● To be done: Copy every line of the records, requests included, starting with the line with "A single point falls on each instance of the banner" and going on through the end of the records, and output only those lines. Shift each answer coordinate pair by adding 44 to both of its numbers, leaving the sample coordinates in the requests unchanged.

─── Dataset extract ───

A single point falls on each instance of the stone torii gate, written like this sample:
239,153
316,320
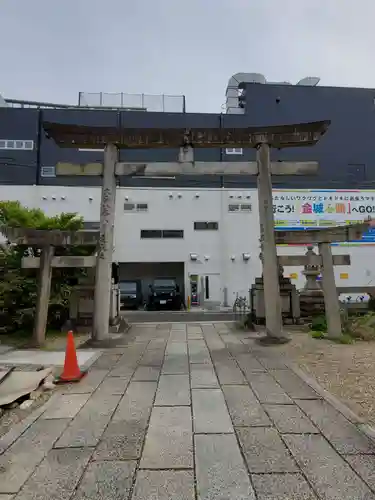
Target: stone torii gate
187,139
46,240
324,237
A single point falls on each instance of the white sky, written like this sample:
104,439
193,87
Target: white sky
50,50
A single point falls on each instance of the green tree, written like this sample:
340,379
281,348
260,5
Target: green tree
18,287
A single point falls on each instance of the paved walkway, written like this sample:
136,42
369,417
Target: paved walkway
187,411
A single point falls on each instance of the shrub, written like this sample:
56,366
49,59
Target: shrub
18,287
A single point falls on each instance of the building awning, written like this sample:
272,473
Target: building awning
282,136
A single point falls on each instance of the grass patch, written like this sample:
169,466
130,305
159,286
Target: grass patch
345,338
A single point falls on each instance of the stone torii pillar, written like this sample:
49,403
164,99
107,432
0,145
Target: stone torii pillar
103,276
274,325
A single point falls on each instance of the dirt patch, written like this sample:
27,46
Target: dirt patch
347,371
11,417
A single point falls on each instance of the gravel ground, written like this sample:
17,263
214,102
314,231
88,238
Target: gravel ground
347,371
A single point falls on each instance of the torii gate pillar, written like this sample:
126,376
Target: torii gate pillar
272,301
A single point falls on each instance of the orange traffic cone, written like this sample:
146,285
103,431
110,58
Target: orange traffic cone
71,371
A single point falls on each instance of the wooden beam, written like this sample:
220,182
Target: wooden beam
61,262
312,260
187,168
214,168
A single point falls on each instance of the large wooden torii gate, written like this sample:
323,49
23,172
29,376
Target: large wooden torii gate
114,138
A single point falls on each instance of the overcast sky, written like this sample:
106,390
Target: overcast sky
50,50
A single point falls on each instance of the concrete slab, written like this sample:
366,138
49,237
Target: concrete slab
220,470
248,364
268,390
107,481
228,372
364,465
169,440
264,450
146,373
210,412
88,426
20,460
203,377
66,406
179,348
106,361
198,352
152,357
177,336
244,408
342,434
87,385
46,358
173,390
328,473
293,385
114,385
57,475
175,364
282,487
164,485
124,436
289,419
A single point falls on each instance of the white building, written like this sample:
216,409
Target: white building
208,236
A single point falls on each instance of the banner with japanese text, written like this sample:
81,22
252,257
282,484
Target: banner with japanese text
308,208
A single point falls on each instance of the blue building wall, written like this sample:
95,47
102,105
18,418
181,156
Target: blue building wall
345,153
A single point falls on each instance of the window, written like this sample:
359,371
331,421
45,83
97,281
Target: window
233,207
135,207
201,226
93,226
91,150
48,171
16,144
245,207
207,287
173,233
161,233
128,207
142,207
233,151
151,233
240,207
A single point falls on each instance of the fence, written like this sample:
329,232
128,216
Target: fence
146,102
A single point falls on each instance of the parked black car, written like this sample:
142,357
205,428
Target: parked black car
131,296
165,294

───

● Exercise answer:
A single point falls on each instance of the banner with japanese text, written like this sample:
81,22
252,257
282,484
Target: banner with japanese text
352,252
A single point falls on each instance of the blue building wall, written like this sample:
95,47
102,105
18,418
181,156
Target: blue building wall
389,197
A single point falls on each instance of the window, written like this sample:
359,371
331,421
45,83
97,281
Target: window
277,251
179,251
245,270
137,270
135,194
92,215
60,188
289,251
251,331
217,277
205,277
172,251
186,251
277,195
195,277
284,251
A single point falls on each instance of the fence, written like this sample:
329,232
128,216
Target: fence
190,146
A single point falls on each instance of the parked black car, written like this sample:
142,357
205,428
Target: parked black car
175,340
209,338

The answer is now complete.